§ Document excerpt:
2) Graceful Handling of Interruptions: pg_createsubscriber can be
enhanced to handle user interruptions (e.g., Ctrl+C) more gracefully
by cleaning up any partially created directories, such as the base
backup target directory. This can be achieved by registering an atexit
handler for safe cleanup during early termination.
3) Cleanup on Partial Failure: If pg_basebackup completes but a
subsequent step (e.g., subscription or replication slot creation)
fails, pg_createsubscriber could offer the option to automatically
clean up the standby contents. In contrast, with the manual
pg_basebackup && pg_createsubscriber approach, failures after the
backup step leave residual data on disk, as there’s no built-in
cleanup mechanism.
4) Simplified Option Handling: The --create-standby option streamlines
the workflow by removing the need to manually pass options like -D and
-R. With this option, the user can simply run:
pg_createsubscriber -D <target_dir> -P <primary_connstr>  -d
<target_database> --create-standby
In the combined commands approach:
#primary is on the different server
pg_basebackup -D <target_dir> -d <primary_connstr> -R &&
pg_createsubscriber -d <target_database> -D <target_dir> -P
<primary_connstr>
#primary is on the same server
pg_basebackup -D <target_dir> -R && pg_createsubscriber -d
<target_database> -D <target_dir> -P <primary_connstr>
The integrated --create-standby option reduces the risk of user error,
misconfiguration, and is shorter to write for users.

Based on the above points I felt the create-standby option through
pg_createsubscriber will be helpful to users. Your thoughts?

Regards,
Vignesh



Re: Enhance pg_createsubscriber to create required standby.

From
Amit Kapila
Date:
On Thu, Jun 5, 2025 at 1:50 AM Peter Eisentraut <peter@eisentraut.org> wrote:
>
> On 04.06.25 11:56, Amit Kapila wrote:
> >> It's not clear to me how this change now would substantially improve the
> >> user experience.  The number of characters you type is approximately the
> >> same.  You still need to support the old mode because the backup might
> >> not come from pg_basebackup.
> >
> > In the current functionality, the user must first manually create a
> > standby or use an existing standby to make it a subscriber. I thought
> > saving this step for users would be quite helpful. It also helps
> > streamline the process into a single, cohesive workflow.

§ Tasks:
#1 Render this sentence from the pg_createsubscriber discussion into German: "This can be achieved by registering an atexit handler for safe cleanup during early termination."
#2 Reproduce everything in the pg_createsubscriber discussion from "2) Graceful Handling" down to "cleanup mechanism.", word for word.
The entries have no role in this exercise.

Entries from a dataset:

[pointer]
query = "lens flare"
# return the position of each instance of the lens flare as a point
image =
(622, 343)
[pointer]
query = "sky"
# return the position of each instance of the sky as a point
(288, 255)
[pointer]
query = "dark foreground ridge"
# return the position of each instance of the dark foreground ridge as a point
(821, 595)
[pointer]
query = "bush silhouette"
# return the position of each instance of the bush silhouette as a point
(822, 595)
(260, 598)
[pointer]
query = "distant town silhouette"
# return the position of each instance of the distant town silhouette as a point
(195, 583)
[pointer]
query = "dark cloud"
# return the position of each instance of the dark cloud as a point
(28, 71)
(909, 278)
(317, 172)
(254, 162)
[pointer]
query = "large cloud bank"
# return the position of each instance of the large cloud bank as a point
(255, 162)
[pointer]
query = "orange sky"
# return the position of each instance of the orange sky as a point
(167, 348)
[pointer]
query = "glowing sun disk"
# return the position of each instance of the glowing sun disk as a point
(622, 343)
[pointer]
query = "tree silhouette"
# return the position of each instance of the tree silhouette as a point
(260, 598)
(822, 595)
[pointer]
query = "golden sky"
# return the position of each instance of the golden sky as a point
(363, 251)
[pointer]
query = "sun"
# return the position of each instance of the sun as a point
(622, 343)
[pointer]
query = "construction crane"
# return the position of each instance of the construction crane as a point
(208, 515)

§ Solved problems:
#1 Dies kann erreicht werden, indem ein atexit-Handler für eine sichere Bereinigung bei vorzeitiger Beendigung registriert wird.

#2
2) Graceful Handling of Interruptions: pg_createsubscriber can be
enhanced to handle user interruptions (e.g., Ctrl+C) more gracefully
by cleaning up any partially created directories, such as the base
backup target directory. This can be achieved by registering an atexit
handler for safe cleanup during early termination.
3) Cleanup on Partial Failure: If pg_basebackup completes but a
subsequent step (e.g., subscription or replication slot creation)
fails, pg_createsubscriber could offer the option to automatically
clean up the standby contents. In contrast, with the manual
pg_basebackup && pg_createsubscriber approach, failures after the
backup step leave residual data on disk, as there’s no built-in
cleanup mechanism.